Aim of the exercise: The records below must be transcribed exactly. Do not include the pictures.

Data:
# # # #

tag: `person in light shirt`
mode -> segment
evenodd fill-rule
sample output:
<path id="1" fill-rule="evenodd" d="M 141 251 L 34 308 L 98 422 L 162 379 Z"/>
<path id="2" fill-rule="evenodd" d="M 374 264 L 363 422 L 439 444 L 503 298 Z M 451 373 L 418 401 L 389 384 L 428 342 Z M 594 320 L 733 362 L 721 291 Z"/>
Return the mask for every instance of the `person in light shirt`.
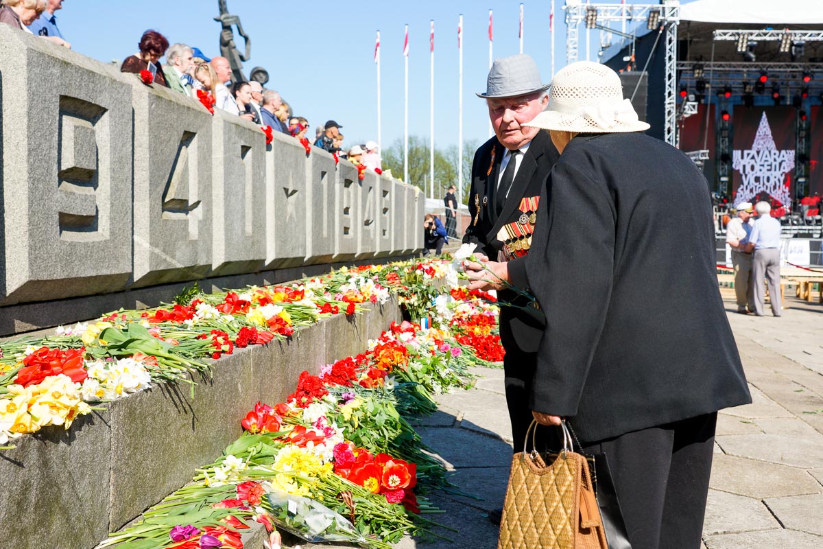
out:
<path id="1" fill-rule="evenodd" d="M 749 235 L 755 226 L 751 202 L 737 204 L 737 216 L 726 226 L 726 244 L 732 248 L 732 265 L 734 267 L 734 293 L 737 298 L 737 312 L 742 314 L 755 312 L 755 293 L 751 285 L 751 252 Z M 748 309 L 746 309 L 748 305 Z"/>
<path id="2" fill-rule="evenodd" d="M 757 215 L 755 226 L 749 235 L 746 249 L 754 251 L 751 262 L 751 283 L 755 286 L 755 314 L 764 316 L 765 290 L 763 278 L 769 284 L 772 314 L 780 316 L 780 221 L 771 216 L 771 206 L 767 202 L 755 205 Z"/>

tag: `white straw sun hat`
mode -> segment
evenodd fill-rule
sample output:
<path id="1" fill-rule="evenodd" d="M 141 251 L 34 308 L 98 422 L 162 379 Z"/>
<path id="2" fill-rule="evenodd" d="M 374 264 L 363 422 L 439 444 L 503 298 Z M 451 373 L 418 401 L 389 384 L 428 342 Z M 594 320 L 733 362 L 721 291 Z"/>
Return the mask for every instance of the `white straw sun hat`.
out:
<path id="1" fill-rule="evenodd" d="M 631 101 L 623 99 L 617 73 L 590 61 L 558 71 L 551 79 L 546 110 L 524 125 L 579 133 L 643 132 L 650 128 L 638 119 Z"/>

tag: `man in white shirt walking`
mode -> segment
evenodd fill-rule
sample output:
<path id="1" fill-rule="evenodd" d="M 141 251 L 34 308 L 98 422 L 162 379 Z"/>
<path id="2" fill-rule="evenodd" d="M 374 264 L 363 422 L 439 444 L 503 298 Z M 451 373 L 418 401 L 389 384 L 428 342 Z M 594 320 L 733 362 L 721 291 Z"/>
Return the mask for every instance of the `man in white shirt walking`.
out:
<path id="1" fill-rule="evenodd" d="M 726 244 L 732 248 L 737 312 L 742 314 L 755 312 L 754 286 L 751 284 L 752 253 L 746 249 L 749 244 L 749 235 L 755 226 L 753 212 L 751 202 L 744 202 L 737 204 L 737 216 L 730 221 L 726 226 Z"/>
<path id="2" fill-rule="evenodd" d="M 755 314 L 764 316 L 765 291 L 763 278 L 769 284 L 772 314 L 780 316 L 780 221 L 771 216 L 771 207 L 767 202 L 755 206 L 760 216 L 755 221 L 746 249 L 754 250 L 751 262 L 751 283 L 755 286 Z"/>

# # # #

Response to the task:
tag: `person in light shirt`
mode -> segment
evenodd fill-rule
sample output:
<path id="1" fill-rule="evenodd" d="M 141 251 L 34 308 L 98 422 L 162 379 Z"/>
<path id="2" fill-rule="evenodd" d="M 374 264 L 363 422 L 439 444 L 503 298 Z M 451 373 L 418 401 L 389 384 L 428 342 Z M 594 320 L 733 362 L 721 291 Z"/>
Return the mask for every instance of the `person in light shirt`.
out:
<path id="1" fill-rule="evenodd" d="M 749 235 L 755 226 L 751 202 L 737 204 L 737 216 L 726 226 L 726 244 L 732 248 L 732 265 L 734 267 L 734 293 L 737 298 L 737 312 L 742 314 L 755 312 L 755 293 L 751 285 L 751 252 Z M 748 309 L 746 309 L 748 305 Z"/>
<path id="2" fill-rule="evenodd" d="M 757 215 L 755 226 L 749 235 L 746 249 L 754 251 L 751 262 L 751 283 L 755 286 L 755 314 L 764 316 L 765 290 L 763 278 L 769 284 L 772 314 L 780 316 L 780 221 L 771 216 L 771 206 L 767 202 L 755 205 Z"/>

tag: `white straw sun hat`
mode -> segment
evenodd fill-rule
sample output:
<path id="1" fill-rule="evenodd" d="M 141 251 L 34 308 L 98 422 L 162 379 Z"/>
<path id="2" fill-rule="evenodd" d="M 374 264 L 363 422 L 439 444 L 503 298 Z M 451 373 L 418 401 L 389 384 L 428 342 Z M 594 320 L 733 362 L 721 291 Z"/>
Return the mask for every instance of the `white straw sun hat`.
out:
<path id="1" fill-rule="evenodd" d="M 631 101 L 623 99 L 617 73 L 590 61 L 558 71 L 551 79 L 546 110 L 524 125 L 579 133 L 643 132 L 650 128 L 638 119 Z"/>

tag: `man in white shirt walking`
mode -> segment
evenodd fill-rule
sample output:
<path id="1" fill-rule="evenodd" d="M 141 251 L 34 308 L 98 422 L 162 379 Z"/>
<path id="2" fill-rule="evenodd" d="M 374 264 L 363 422 L 439 444 L 503 298 Z M 451 373 L 418 401 L 389 384 L 428 342 Z M 594 320 L 733 362 L 721 291 Z"/>
Return the mask for every instance of the `man in white shirt walking`.
out:
<path id="1" fill-rule="evenodd" d="M 726 244 L 732 248 L 737 312 L 742 314 L 755 312 L 754 286 L 751 284 L 752 253 L 746 249 L 749 244 L 749 235 L 755 226 L 753 212 L 751 202 L 744 202 L 737 204 L 737 216 L 730 221 L 726 226 Z"/>
<path id="2" fill-rule="evenodd" d="M 755 314 L 764 316 L 765 291 L 763 278 L 769 284 L 772 314 L 780 316 L 780 221 L 771 216 L 771 207 L 767 202 L 755 206 L 760 216 L 755 221 L 746 249 L 754 250 L 751 262 L 751 283 L 755 286 Z"/>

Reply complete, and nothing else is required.